TASK OBJECTIVE :: Output all the material that follows, exactly as given.

Source data:
## begin

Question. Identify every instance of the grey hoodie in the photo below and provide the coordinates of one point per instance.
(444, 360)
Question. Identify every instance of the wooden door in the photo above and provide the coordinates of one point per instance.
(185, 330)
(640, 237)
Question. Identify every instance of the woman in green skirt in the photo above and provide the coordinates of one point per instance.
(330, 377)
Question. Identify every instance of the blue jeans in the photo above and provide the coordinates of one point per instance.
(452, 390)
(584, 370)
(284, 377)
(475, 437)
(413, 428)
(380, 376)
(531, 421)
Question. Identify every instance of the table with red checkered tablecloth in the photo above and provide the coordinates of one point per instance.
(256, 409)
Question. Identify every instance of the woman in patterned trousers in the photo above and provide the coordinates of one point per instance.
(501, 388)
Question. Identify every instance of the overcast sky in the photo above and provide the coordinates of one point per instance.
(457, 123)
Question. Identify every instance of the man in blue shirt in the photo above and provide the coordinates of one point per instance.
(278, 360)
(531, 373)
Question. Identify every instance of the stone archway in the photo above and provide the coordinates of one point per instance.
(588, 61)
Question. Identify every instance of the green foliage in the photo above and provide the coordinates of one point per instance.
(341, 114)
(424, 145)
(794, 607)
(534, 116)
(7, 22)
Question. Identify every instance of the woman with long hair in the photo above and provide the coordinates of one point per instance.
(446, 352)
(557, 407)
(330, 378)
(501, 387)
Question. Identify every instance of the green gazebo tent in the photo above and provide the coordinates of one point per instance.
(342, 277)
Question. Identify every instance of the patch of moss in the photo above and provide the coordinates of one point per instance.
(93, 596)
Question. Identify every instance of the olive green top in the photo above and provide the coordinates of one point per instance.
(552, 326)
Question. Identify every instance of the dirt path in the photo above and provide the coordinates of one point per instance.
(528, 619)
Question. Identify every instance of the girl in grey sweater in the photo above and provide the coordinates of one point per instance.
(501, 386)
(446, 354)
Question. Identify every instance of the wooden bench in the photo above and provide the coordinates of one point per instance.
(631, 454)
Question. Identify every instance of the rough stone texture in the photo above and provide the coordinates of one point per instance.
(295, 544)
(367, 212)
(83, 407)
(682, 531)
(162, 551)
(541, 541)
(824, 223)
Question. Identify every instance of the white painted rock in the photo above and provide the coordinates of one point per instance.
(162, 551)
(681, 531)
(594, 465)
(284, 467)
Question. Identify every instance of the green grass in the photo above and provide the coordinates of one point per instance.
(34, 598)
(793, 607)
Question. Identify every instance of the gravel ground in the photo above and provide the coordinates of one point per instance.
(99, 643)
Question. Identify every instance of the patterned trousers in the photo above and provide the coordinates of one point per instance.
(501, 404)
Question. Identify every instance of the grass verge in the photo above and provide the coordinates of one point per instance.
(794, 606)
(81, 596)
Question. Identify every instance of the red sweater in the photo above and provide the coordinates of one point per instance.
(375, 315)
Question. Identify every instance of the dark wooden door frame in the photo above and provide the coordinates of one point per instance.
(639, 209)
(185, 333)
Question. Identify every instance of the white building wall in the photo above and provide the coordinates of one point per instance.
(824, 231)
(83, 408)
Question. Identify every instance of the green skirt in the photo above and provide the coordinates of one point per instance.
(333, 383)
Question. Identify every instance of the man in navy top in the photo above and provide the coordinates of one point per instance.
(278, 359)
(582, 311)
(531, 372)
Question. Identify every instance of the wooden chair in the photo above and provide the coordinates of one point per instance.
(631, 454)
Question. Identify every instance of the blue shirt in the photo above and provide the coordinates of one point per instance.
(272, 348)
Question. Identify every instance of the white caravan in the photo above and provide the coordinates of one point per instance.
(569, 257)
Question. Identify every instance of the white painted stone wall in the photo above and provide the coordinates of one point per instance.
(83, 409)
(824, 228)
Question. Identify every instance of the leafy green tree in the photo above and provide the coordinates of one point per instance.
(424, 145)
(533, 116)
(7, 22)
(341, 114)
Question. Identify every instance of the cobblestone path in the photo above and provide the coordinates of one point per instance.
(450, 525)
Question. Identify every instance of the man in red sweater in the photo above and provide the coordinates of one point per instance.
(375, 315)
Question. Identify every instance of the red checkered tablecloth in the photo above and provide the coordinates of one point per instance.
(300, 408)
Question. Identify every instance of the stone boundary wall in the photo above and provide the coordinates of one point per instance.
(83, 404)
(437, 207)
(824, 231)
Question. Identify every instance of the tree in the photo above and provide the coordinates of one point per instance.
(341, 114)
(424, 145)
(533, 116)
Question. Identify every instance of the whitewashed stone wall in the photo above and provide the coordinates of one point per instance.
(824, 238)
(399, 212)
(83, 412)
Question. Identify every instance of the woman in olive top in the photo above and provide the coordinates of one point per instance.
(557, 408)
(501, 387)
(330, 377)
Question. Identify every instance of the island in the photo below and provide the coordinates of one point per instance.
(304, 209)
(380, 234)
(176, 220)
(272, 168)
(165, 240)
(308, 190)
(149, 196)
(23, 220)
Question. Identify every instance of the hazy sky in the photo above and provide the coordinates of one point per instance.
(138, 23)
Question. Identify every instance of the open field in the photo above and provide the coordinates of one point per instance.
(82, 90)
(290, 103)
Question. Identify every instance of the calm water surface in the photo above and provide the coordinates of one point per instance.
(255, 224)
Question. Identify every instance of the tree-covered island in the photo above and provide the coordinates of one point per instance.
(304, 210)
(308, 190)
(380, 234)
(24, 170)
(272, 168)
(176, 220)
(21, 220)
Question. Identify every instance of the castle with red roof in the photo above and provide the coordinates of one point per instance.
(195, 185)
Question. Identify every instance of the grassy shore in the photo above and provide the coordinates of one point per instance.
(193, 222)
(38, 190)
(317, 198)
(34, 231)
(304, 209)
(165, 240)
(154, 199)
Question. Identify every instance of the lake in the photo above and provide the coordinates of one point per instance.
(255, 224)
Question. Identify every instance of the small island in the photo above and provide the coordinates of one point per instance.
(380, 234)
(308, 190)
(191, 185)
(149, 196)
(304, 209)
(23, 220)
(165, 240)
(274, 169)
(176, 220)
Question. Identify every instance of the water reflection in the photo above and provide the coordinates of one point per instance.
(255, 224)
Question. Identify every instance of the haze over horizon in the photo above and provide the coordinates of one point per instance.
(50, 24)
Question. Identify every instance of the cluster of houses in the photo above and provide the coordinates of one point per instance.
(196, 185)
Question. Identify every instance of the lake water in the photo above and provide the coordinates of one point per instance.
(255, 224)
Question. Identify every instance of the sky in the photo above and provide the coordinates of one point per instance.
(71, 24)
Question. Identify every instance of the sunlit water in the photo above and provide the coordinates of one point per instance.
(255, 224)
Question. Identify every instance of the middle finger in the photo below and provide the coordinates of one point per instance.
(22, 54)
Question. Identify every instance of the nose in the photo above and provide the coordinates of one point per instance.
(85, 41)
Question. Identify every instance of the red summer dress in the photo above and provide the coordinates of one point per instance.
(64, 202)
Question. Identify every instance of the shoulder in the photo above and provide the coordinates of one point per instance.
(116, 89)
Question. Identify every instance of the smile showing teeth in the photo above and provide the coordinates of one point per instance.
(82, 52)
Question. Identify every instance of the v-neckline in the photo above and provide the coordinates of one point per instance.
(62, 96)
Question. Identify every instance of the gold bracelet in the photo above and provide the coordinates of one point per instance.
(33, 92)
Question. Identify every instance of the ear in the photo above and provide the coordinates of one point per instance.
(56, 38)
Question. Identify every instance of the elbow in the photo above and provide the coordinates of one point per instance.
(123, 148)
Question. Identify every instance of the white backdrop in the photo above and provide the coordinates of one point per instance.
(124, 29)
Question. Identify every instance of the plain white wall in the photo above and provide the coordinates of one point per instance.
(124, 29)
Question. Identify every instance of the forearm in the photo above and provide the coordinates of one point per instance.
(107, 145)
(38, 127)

## end

PROBLEM SOLUTION ::
Question. Identify every instance of the grey hoodie in the photo below and provide the coordinates of one point per instance.
(444, 360)
Question. Identify every instance of the wooden door in the photo above and provide the coordinates of one point per instance.
(185, 330)
(640, 237)
Question. Identify every instance of the woman in green skirt in the photo above and provide the coordinates of one point per instance.
(330, 377)
Question. Identify every instance of the blue jeans in the photo above and provide the coordinates of one point per instance.
(452, 390)
(584, 370)
(284, 377)
(475, 437)
(413, 428)
(380, 376)
(531, 421)
Question. Identify every instance of the table with red checkered tablecloth in the photo above and provide the coordinates of one point per instance.
(256, 409)
Question. Identify every instance of the woman in patterned trousers in the photo above and provide the coordinates of one point per instance.
(501, 388)
Question. Identify every instance of the overcast sky in the photo above and provide the coordinates of one point per instance.
(457, 123)
Question. Identify every instance of the man in blue shirt in the photo above and provide the coordinates of one point per instance.
(278, 360)
(531, 373)
Question. Identify every instance of the stone archway in the photo above and provide the coordinates of one point per instance.
(588, 61)
Question. Identify every instance of the green foliage in the photo above and provide the coordinates of one point per instance.
(341, 114)
(424, 145)
(794, 607)
(534, 116)
(7, 22)
Question. Identify every instance of the woman with long hair in the photo above and provide the coordinates of one point per instance.
(446, 352)
(557, 407)
(330, 378)
(501, 387)
Question. Identify every instance of the green gazebo tent in the photo above and provide the coordinates of one point per instance.
(342, 277)
Question. Identify every instance of the patch of moss in the photo above and provide the coordinates of one point per instance.
(93, 596)
Question. Identify every instance of the olive green top in the photo above and provide the coordinates of one point per instance.
(552, 326)
Question. Identify every instance of the dirt path in the photo above and provide the coordinates of one point per instance.
(528, 619)
Question. Identify every instance of the girl in grey sweater in the photo above and provide the coordinates of one point per instance.
(501, 386)
(446, 354)
Question. Identify every instance of the wooden bench in the photo above and provide the coordinates of one point per instance.
(631, 454)
Question. Identify every instance of the rough stone texture in the photo above and provide the coordinates of one point per instance.
(295, 544)
(367, 212)
(83, 407)
(682, 531)
(162, 551)
(541, 541)
(824, 223)
Question. Identify every instance of the white painted rock in the photo above and provide the coordinates of one point per instance.
(162, 551)
(681, 531)
(594, 465)
(284, 467)
Question. Identify every instance of the green grass in the photo above and provide the coordinates of one point per instance.
(34, 598)
(793, 607)
Question. Identify every instance of the gravel ground in the photo above and provide the coordinates of one point per instance.
(99, 643)
Question. Identify every instance of the patterned trousers in the photo above and provide the coordinates of one point per instance.
(501, 404)
Question. Identify every instance of the grass verge in the photo above and provide the coordinates of one point per instance.
(794, 606)
(81, 596)
Question. Identify every instance of the red sweater in the photo above and provide the coordinates of one point per instance.
(375, 315)
Question. Identify every instance of the dark wooden door frame in the photo above and provide the coordinates of one point per instance.
(639, 209)
(185, 333)
Question. Identify every instance of the white building wall in the photo above and provide the coordinates of one point per instance.
(824, 231)
(83, 408)
Question. Identify every instance of the green skirt in the photo above and provide the coordinates of one point per instance.
(333, 383)
Question. Identify every instance of the man in navy top in the photo above and provide the coordinates of one point per instance.
(278, 359)
(582, 311)
(531, 372)
Question. Identify every instance of the wooden chair in the photo above and provide the coordinates of one point per instance.
(631, 454)
Question. Identify every instance of the blue shirt in the photo above and provide the coordinates of one point per instance.
(272, 348)
Question. Identify every instance of the white caravan in the photo above and provide the coordinates of one point per instance.
(569, 257)
Question. Identify every instance of the white painted stone wall in the photo above and provide the coordinates of one point per instance.
(83, 409)
(824, 228)
Question. Identify every instance of the leafy green tree in the photo above and provide the coordinates of one point per instance.
(424, 145)
(533, 116)
(7, 22)
(341, 114)
Question. Identify every instance of the cobblestone path in the photo above and provide the coordinates of one point per instance.
(450, 525)
Question. Identify every instance of the man in red sweater in the photo above and provide the coordinates of one point per instance.
(375, 315)
Question. Identify every instance of the red checkered tablecloth in the photo above and provide the coordinates of one point per instance.
(300, 408)
Question. Identify every instance of the stone boundary wall in the photo above and provide the coordinates of one point per instance.
(83, 404)
(437, 207)
(824, 231)
Question. Identify every instance of the tree in the photo above and provide the coordinates of one point per instance.
(341, 114)
(424, 145)
(533, 116)
Question. Identify every instance of the whitewashed stone wall in the photo above and provide the coordinates of one point per instance.
(824, 238)
(399, 212)
(83, 412)
Question. Identify every instance of the woman in olive top in the photo above and provide the coordinates of one point per instance.
(557, 408)
(501, 387)
(330, 377)
Question. Identify every instance of the island in the photo below and provide the coordinates of one point per instance.
(304, 209)
(380, 234)
(176, 220)
(272, 168)
(165, 240)
(308, 190)
(149, 196)
(23, 220)
Question. Identify every instance of the hazy sky in the photo above and provide the coordinates of one point per instance.
(138, 23)
Question. Identify every instance of the open field in the photo above and provide the coordinates of one point per instance.
(82, 90)
(290, 103)
Question. Identify every instance of the calm water surface in the photo above and provide the coordinates of one point per instance.
(255, 224)
Question. Identify every instance of the tree-covered island in the photo above and provide the coordinates of one point per instance.
(304, 210)
(308, 190)
(380, 234)
(24, 170)
(272, 168)
(176, 220)
(21, 220)
Question. Identify every instance of the castle with red roof in the photo above and provide the coordinates of one point per instance.
(195, 185)
Question. Identify every instance of the grassy shore in the photo above and provide the coordinates of one point per instance.
(193, 222)
(38, 190)
(317, 198)
(34, 231)
(304, 209)
(165, 240)
(154, 199)
Question. Identify every instance of the lake in the photo above and provide the coordinates of one point per instance.
(255, 224)
Question. Identify every instance of the small island in the photo above and provide the coordinates of one point per instance.
(380, 234)
(308, 190)
(191, 185)
(149, 196)
(304, 209)
(23, 220)
(165, 240)
(274, 169)
(176, 220)
Question. Identify every instance of the water reflection in the photo above and provide the coordinates of one point per instance.
(255, 224)
Question. Identify every instance of the haze over horizon in the photo above and provide the coordinates of one point per instance.
(50, 24)
Question. Identify every instance of the cluster of houses in the photo above and provide the coordinates of one point per instance.
(196, 185)
Question. Identify every instance of the lake water in the photo above and provide the coordinates of one point per instance.
(255, 224)
Question. Identify every instance of the sky in the photo above and provide the coordinates of one point per instance.
(71, 24)
Question. Identify every instance of the sunlit water in the photo above and provide the coordinates of one point per instance.
(255, 224)
Question. Identify every instance of the middle finger in the photo below and provide the coordinates of one point per instance.
(22, 54)
Question. Identify every instance of the nose in the photo above and provide the coordinates of one point per instance.
(85, 41)
Question. Identify every instance of the red summer dress in the photo above and provide the coordinates of one point per instance.
(64, 202)
Question. Identify every instance of the shoulder in the photo above and provide the coordinates of one point per instance.
(116, 89)
Question. Identify every instance of the smile showing teeth in the photo above and provide the coordinates of one point per instance.
(82, 52)
Question. Identify every instance of the v-neckline in the photo above and provide the coordinates of one point per instance.
(62, 96)
Question. Identify every instance of the gold bracelet in the photo above and provide the coordinates of one point per instance.
(33, 92)
Question. Identify every instance of the ear in the photo above and provide the coordinates of one point per instance.
(56, 38)
Question. Identify every instance of the elbow in the photo above and provide the coordinates of one point per instance.
(123, 148)
Question. Identify every instance of the white backdrop in the photo above and provide the coordinates of one point per instance.
(124, 29)
Question. Identify every instance of the plain white wall in the photo above and provide the coordinates of one point per instance.
(124, 29)
Question. Identify every instance of the forearm in the photo above and provide the coordinates of one point per instance.
(107, 145)
(38, 127)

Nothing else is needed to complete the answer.